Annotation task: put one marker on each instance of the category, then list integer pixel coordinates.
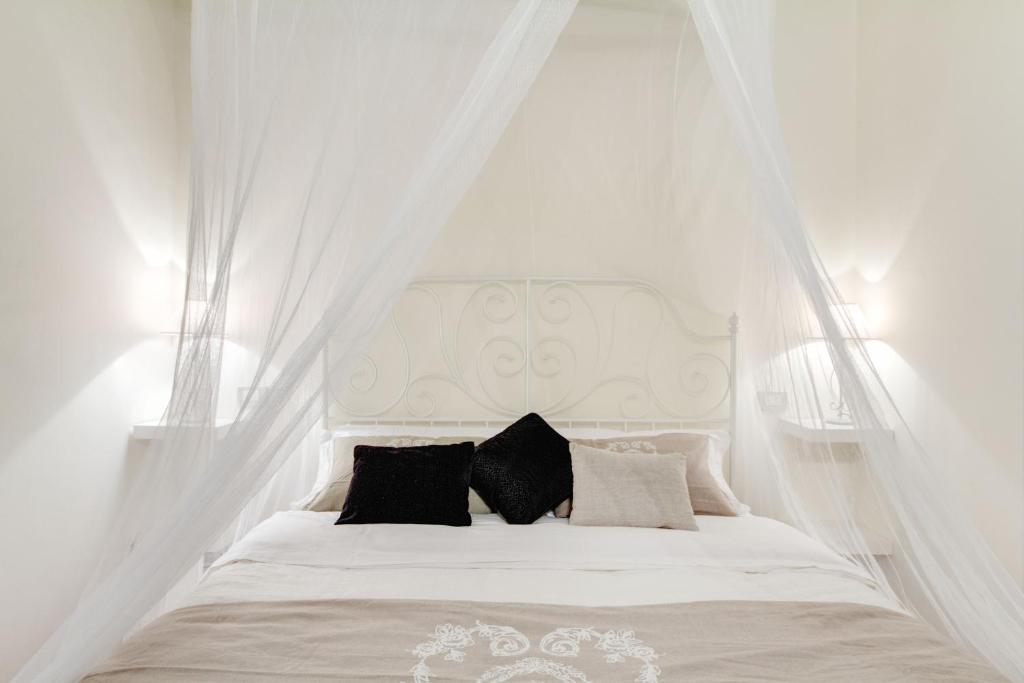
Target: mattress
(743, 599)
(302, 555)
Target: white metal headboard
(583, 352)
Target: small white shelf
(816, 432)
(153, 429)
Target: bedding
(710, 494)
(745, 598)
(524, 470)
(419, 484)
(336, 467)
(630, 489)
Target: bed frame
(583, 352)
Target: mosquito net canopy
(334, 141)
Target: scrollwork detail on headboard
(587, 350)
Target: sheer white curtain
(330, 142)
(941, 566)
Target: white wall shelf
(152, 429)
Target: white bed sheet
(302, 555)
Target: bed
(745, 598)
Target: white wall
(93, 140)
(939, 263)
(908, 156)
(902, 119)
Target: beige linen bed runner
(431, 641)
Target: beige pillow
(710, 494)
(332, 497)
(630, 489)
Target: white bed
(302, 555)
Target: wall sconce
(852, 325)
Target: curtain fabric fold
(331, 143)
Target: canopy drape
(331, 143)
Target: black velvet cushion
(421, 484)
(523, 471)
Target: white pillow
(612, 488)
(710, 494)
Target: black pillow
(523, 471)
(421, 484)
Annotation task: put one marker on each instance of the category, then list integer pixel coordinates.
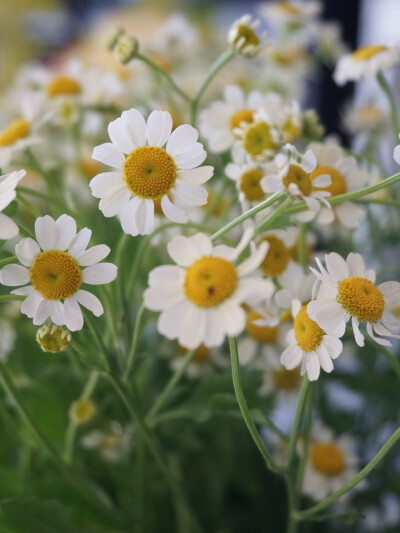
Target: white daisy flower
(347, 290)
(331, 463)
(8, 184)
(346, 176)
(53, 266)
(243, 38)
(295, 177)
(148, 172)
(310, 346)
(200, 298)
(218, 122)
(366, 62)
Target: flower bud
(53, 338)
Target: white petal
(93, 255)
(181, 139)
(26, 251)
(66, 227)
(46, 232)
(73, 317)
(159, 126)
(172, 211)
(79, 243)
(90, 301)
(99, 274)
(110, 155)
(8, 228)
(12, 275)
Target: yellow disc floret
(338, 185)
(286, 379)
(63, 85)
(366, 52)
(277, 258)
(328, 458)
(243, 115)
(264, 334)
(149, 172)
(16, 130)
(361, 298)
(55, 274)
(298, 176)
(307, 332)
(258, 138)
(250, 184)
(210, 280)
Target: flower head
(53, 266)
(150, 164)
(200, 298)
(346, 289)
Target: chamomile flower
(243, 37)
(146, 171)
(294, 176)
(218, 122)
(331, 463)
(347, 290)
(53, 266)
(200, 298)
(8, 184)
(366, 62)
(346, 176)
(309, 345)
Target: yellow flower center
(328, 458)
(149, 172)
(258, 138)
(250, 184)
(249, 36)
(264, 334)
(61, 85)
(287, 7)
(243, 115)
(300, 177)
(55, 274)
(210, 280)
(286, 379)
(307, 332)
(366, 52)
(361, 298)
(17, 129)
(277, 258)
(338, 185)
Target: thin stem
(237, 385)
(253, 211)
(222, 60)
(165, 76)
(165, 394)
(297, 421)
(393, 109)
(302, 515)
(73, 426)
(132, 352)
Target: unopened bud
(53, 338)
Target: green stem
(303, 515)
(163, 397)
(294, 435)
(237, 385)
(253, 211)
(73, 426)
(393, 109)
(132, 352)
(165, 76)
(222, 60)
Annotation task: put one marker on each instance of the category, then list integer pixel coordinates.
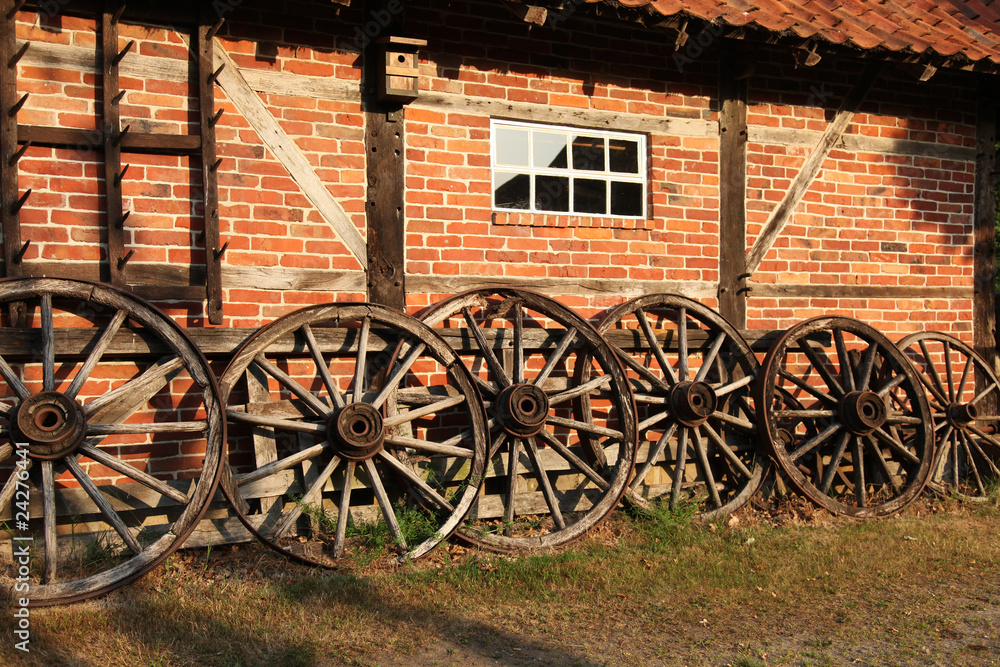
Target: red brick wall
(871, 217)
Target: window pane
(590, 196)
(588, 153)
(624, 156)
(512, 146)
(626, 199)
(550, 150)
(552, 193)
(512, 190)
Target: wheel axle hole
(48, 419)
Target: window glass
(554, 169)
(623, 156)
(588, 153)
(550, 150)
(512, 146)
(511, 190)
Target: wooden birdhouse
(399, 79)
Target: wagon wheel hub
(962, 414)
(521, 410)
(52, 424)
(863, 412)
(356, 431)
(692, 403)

______

_TO BE DONE:_ Please convert the rows above into a JSON list of strings, one string per line. Begin at the line that has "Target: unopened bud", stop after the last line of the rows, and leave out blank lines and the picture.

_WRITTEN SOLUTION:_
[
  "Target: unopened bud",
  "(53, 338)",
  "Target: green stem",
  "(303, 515)",
  "(163, 397)",
  "(294, 435)",
  "(237, 385)",
  "(253, 211)",
  "(73, 426)",
  "(393, 109)",
  "(132, 352)",
  "(165, 76)",
  "(222, 60)",
  "Annotation task: put one marker on each instance of the category, then list integer pixel coordinates.",
  "Target: red brick wall",
  "(871, 217)",
  "Target: window pane",
  "(590, 196)",
  "(588, 153)",
  "(624, 156)",
  "(512, 146)",
  "(626, 199)",
  "(550, 150)",
  "(552, 193)",
  "(512, 190)",
  "Target: wheel axle hole",
  "(48, 419)",
  "Target: window glass",
  "(554, 169)",
  "(623, 156)",
  "(588, 153)",
  "(550, 150)",
  "(512, 146)",
  "(511, 190)",
  "Target: wooden birdhouse",
  "(399, 79)",
  "Target: wagon wheel hub",
  "(962, 414)",
  "(521, 410)",
  "(52, 424)",
  "(863, 412)",
  "(356, 431)",
  "(692, 403)"
]